Assignment :: Please repeat the lines between the one holding "Write a pixel-accurate" and the one holding "box: [162, 132, 214, 191]", inclusive, copying them word for word.

Data section ::
=== Section Start ===
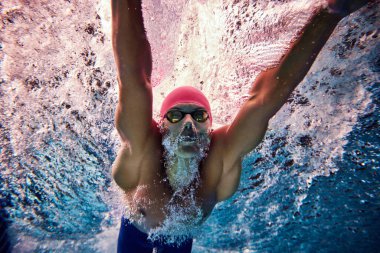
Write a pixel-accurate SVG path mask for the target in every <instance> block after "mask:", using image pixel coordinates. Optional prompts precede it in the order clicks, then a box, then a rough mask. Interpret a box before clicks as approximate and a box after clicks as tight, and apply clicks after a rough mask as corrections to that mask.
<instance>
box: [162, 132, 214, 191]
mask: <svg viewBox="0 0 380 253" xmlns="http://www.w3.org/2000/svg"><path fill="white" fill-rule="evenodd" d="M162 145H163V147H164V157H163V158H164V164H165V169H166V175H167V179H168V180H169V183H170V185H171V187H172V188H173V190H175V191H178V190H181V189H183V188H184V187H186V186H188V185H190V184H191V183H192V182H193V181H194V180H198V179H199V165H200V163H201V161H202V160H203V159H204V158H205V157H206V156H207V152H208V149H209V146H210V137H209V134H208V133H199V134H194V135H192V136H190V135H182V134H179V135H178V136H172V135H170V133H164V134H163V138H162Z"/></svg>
=== Section End ===
=== Section Start ===
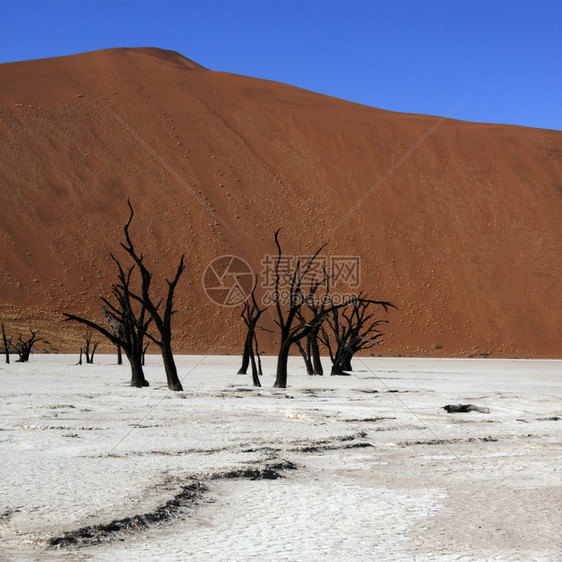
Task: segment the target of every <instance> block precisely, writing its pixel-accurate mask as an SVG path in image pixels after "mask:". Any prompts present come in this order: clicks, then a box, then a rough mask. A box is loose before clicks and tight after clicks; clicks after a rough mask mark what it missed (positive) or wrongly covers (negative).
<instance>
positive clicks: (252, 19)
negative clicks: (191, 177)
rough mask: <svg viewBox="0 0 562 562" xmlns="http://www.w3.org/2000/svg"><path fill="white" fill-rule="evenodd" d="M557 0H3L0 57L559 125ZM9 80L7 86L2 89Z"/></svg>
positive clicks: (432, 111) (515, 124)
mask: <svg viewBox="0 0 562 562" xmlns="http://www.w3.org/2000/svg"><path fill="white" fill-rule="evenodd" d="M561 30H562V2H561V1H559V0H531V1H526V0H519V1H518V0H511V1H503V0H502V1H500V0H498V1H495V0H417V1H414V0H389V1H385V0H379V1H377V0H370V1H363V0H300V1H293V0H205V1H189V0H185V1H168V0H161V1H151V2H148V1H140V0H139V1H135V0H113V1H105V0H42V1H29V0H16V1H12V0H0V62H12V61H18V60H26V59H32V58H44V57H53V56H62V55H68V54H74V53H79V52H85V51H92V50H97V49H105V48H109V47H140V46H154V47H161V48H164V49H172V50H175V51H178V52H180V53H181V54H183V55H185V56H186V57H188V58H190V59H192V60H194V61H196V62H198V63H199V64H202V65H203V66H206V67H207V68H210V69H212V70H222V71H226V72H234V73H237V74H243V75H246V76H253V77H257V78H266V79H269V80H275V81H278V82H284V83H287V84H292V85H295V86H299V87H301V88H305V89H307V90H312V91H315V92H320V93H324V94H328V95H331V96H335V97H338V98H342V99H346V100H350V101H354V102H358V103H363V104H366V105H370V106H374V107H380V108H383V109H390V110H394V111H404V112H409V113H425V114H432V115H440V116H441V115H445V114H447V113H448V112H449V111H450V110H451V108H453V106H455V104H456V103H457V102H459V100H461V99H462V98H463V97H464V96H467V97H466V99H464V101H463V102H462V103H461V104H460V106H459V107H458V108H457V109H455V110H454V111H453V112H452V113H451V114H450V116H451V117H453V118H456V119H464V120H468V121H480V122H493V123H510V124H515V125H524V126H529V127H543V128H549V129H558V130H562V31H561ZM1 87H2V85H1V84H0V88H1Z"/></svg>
=== Section End ===
Expected answer ::
Write a pixel-accurate SVG path mask for the target in every <instance> block after "mask:", using image pixel coordinates. Optional prompts precede it in the order clicks, then a box, then a rough mask. Interpret a box before clicks as approximate and a box after clicks as tight, and apply clicks after a rough mask as corrections to that mask.
<instance>
box: [162, 132, 214, 191]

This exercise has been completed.